[Task to carry out]:
Look for "Annotation spec — this batch focuses on the class arched" in the entries below. Write out that line and all later lines exactly, ending with the final one.

[The records]:
□ □ □ □

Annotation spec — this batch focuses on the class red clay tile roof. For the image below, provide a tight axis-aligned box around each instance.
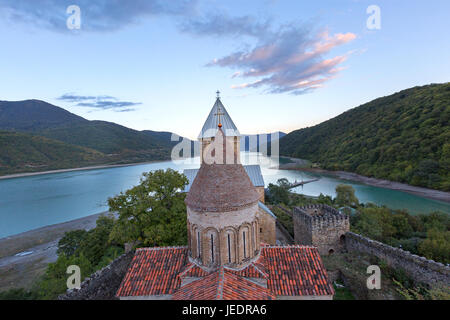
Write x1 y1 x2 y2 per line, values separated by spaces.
263 246 334 296
226 254 268 279
172 268 222 300
116 245 333 299
172 267 275 300
221 270 275 300
115 247 188 297
178 262 209 278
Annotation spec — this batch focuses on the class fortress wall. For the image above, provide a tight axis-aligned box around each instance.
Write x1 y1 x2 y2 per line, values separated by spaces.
345 232 450 287
58 251 134 300
293 208 312 246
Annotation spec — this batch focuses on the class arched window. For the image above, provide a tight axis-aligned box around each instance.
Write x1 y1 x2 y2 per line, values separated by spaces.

□ □ □ □

[Exercise output]:
Annotation spec — this batch focuses on the class arched window. For the image above, provide a tight axis-aligned box around each instance.
Write x1 y1 x2 y2 per line, values separated by spaces.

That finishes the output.